• Materials provided:
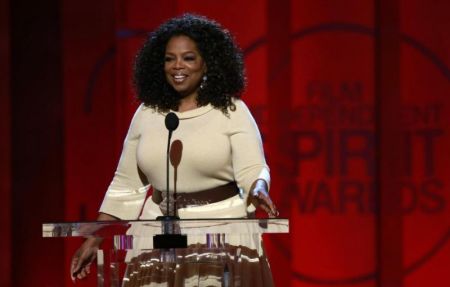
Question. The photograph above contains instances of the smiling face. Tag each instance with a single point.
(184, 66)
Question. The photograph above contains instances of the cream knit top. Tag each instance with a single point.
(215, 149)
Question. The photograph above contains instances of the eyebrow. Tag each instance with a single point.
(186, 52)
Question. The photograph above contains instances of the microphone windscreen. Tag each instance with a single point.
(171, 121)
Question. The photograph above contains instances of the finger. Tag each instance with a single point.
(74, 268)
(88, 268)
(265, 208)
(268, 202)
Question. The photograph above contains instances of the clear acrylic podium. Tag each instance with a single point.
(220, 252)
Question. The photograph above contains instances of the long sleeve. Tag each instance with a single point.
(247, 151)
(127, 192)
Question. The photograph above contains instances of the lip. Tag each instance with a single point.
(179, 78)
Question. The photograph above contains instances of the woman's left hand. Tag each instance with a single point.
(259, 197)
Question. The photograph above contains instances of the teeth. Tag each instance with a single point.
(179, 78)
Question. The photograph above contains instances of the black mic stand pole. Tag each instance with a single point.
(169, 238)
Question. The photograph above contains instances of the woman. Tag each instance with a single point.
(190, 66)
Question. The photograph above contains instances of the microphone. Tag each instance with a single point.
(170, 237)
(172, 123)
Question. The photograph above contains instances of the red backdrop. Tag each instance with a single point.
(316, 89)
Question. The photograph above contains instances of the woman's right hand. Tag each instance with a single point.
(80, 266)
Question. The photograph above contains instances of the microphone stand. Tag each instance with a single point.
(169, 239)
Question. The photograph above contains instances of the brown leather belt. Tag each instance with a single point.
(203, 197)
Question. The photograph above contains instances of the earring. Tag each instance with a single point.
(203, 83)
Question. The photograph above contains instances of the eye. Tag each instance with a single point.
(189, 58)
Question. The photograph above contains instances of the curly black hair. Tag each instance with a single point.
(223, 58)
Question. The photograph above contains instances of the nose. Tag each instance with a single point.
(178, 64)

==

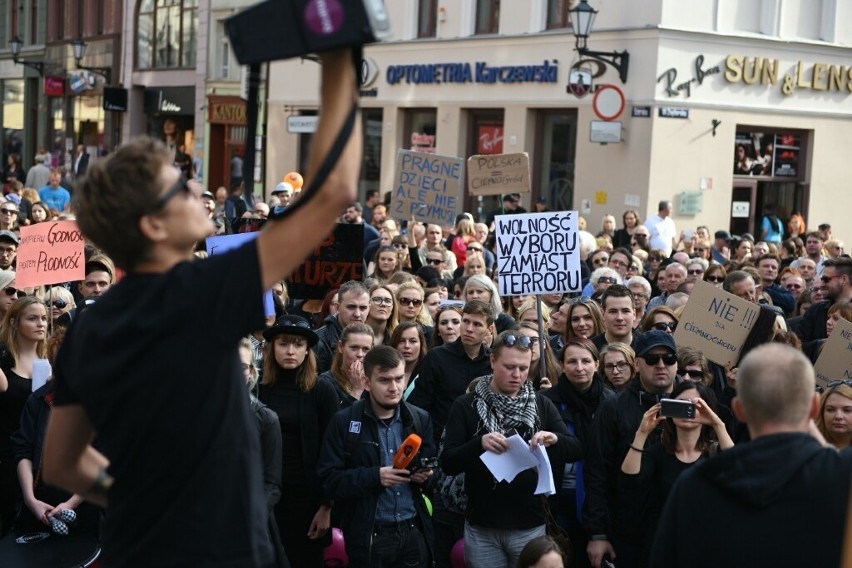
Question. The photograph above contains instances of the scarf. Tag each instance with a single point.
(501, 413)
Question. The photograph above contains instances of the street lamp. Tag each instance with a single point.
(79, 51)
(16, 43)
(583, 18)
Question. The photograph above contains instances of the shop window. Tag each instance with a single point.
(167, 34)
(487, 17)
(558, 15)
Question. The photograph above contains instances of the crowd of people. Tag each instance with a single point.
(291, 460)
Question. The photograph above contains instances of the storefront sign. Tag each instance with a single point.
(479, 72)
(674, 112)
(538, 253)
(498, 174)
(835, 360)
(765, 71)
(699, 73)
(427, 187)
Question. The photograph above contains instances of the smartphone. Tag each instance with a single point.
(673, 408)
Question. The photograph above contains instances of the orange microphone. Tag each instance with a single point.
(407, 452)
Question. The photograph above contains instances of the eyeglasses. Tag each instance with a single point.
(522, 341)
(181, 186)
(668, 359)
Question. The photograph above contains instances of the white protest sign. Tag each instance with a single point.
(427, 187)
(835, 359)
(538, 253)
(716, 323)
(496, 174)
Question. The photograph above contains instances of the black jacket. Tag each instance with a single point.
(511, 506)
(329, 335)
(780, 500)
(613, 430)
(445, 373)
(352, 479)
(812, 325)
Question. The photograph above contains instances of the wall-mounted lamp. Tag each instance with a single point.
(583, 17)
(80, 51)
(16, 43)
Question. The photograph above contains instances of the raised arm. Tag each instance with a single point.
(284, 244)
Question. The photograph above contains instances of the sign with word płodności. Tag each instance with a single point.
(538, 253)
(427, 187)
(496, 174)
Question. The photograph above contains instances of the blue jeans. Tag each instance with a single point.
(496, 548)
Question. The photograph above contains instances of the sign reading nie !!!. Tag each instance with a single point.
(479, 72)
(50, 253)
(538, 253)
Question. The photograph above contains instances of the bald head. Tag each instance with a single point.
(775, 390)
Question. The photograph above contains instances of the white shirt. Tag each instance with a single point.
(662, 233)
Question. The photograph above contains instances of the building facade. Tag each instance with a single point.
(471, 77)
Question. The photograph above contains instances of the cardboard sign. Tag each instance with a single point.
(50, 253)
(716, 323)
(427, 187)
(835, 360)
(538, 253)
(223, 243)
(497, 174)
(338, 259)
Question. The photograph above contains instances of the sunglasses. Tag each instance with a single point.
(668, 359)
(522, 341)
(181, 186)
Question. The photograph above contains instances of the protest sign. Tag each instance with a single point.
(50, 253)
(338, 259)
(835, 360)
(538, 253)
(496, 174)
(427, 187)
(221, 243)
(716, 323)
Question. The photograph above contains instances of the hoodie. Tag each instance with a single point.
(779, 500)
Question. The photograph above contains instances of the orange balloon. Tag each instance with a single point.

• What the task requires:
Pull out each line above that contains the word "white", copying every such line in full.

• Result:
Question. The photograph above contains instances of the white protest sign. Tag each instance with a single point.
Question. The photograph above contains instances of the white shirt. Tag each instance with a single point.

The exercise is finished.